[Lines of data]
━━━━━━
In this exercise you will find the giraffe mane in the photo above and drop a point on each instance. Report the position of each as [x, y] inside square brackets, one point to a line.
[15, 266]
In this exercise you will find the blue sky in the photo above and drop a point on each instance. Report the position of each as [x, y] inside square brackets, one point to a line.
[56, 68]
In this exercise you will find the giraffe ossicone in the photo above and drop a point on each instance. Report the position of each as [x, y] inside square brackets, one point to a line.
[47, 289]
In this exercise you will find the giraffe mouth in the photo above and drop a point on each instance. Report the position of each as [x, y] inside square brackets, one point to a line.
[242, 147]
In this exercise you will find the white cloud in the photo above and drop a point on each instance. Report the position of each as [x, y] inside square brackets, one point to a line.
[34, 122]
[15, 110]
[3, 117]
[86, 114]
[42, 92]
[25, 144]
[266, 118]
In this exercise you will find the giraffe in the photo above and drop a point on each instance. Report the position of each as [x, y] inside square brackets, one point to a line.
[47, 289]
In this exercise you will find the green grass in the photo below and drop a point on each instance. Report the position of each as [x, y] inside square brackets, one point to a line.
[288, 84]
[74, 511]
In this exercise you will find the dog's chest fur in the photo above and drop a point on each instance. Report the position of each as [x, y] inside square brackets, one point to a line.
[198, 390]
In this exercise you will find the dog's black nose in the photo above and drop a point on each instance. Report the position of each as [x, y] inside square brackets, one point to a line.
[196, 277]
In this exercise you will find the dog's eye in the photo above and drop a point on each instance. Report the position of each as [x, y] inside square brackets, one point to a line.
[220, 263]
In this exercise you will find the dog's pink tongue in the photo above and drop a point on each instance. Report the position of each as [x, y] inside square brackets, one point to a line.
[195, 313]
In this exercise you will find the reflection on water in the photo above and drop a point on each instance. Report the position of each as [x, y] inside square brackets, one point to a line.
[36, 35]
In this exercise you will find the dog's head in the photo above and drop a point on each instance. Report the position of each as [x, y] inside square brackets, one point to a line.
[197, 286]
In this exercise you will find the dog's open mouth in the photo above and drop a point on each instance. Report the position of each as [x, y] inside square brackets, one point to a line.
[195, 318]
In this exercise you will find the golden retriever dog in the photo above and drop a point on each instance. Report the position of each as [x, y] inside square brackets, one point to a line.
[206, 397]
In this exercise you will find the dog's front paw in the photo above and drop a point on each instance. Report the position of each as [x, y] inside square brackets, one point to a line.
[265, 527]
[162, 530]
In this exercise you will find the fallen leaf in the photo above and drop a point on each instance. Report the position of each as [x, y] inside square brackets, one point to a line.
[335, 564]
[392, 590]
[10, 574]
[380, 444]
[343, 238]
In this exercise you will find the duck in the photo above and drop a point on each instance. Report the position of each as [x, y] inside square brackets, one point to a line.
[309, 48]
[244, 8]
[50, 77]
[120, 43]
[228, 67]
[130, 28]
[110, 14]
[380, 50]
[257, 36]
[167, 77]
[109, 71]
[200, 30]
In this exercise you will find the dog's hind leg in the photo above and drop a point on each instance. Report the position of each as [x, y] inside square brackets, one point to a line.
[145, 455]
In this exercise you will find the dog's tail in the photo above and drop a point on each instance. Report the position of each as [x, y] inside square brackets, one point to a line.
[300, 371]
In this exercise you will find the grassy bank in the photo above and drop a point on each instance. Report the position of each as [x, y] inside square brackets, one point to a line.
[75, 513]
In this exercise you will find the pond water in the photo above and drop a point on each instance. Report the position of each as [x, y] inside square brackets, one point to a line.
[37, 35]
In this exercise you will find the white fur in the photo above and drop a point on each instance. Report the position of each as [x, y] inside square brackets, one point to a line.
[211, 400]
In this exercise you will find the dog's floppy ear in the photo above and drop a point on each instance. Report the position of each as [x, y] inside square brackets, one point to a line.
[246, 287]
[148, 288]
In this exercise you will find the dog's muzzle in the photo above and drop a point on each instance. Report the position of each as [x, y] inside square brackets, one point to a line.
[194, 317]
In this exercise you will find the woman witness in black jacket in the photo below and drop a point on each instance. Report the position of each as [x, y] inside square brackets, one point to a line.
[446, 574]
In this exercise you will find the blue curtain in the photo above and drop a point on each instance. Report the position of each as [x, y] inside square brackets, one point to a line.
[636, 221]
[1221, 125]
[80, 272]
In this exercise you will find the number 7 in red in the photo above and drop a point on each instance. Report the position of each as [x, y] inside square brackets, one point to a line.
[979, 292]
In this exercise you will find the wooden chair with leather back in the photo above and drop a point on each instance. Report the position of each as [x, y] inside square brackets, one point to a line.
━━━━━━
§ **Given problem**:
Retype, without any changes, the part of the listing above that opens with the line containing "In this exercise you will find the number" and runs through the end of the listing.

§ **The output**:
In this exercise you will find the number 7 in red in the photo above and drop a point on each instance. Report the position of each as [x, y] inside square brackets, one point to a line.
[979, 292]
In this exercise you will find the wooden chair with leather back in the photo above and drop a point on each instance. Report the position of each as [x, y] inside square brackets, one point to a line.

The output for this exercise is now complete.